Task - Extract exactly and only the lines of the data below, starting at the line with "Guideline: one marker per instance of the pale" and stopping after the final line.

Entries from a pointing dataset
-.-.-

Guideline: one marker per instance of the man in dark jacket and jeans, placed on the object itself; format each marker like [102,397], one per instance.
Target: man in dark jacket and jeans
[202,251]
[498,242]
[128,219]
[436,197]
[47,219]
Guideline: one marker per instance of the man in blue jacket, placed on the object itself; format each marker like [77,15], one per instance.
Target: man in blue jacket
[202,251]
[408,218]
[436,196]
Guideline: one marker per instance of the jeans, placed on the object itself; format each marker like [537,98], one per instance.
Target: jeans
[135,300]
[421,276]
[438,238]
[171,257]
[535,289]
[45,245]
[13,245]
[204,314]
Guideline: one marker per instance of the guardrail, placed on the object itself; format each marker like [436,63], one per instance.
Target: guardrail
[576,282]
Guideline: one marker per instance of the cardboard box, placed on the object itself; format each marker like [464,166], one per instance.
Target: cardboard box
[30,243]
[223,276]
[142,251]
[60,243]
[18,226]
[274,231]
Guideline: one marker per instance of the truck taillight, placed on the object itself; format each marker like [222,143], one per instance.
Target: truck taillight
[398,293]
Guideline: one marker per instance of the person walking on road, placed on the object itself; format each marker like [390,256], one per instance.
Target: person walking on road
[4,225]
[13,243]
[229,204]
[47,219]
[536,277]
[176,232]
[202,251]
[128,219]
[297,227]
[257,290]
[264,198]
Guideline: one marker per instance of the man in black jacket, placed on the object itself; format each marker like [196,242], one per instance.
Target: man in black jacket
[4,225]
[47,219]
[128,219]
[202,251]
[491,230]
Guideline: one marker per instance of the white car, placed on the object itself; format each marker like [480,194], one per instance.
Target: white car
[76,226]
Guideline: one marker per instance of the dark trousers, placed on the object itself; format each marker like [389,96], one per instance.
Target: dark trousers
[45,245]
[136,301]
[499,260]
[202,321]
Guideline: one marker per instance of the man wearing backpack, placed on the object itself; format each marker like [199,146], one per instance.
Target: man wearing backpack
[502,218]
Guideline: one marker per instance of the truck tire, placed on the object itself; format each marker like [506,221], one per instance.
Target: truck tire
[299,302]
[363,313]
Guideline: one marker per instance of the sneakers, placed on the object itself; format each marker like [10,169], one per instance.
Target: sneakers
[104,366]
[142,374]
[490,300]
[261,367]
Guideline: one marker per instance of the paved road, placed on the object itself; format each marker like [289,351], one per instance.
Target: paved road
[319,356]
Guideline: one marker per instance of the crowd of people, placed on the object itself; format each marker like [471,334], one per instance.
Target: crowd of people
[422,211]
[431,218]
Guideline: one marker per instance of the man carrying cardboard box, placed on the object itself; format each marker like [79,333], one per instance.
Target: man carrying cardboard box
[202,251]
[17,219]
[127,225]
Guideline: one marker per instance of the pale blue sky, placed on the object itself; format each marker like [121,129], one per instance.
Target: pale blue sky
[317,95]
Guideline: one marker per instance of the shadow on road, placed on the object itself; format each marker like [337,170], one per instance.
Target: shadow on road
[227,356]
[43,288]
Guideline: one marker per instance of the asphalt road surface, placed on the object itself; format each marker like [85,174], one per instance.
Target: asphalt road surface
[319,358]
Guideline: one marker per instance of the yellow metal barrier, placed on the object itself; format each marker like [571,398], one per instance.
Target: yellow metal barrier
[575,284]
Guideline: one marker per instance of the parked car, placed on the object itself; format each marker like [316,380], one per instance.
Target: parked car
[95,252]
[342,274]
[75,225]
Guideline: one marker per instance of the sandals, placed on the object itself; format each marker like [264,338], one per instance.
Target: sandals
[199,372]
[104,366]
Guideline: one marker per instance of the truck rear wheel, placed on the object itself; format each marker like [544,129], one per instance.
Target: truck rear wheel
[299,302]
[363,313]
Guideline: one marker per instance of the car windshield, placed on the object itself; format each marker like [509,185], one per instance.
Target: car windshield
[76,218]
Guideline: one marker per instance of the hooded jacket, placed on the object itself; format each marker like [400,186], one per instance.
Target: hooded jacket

-.-.-

Solution -
Guideline: one marker per instance of the pale blue sky, placed on the object itself; format each marker like [121,129], one per instance.
Target: pale blue sky
[317,95]
Guideline: one marker per instance of the shadow on road, placed on the object itself; format each marker like [337,170], one per instance.
Target: shadow on road
[227,356]
[43,288]
Guideline: one marker per instance of the asphalt road surface, placed on the object itself; format each marker like [85,174], one per instance.
Target: asphalt road surface
[319,358]
Guideline: one marker per instance of the yellow metal barrier, placed on the object itself; format each marker like [571,398], one per instance.
Target: yellow metal barrier
[575,284]
Guideline: one marker per instance of the parked car, placed on the object itself; format each marker like [316,380], one per instance.
Target: parked car
[95,252]
[342,274]
[75,225]
Guideline: one marker per instance of the sandals, placed on the object itself; format each marker like [264,338], one per instance.
Target: sandals
[199,372]
[104,366]
Guideline: one marker per instance of the truck rear wheel, placed on the object itself; format each marker like [544,129], one per instance.
Target: truck rear wheel
[299,302]
[363,313]
Guideline: one marker per instance of the car windshield, placed on the object itself; format each marker like [509,185], one per instance.
Target: car windshield
[76,218]
Guideline: one marker per instance of the hooded jacket, placed on the object itself; format each marker like [400,186], one per instance.
Target: hooded jacket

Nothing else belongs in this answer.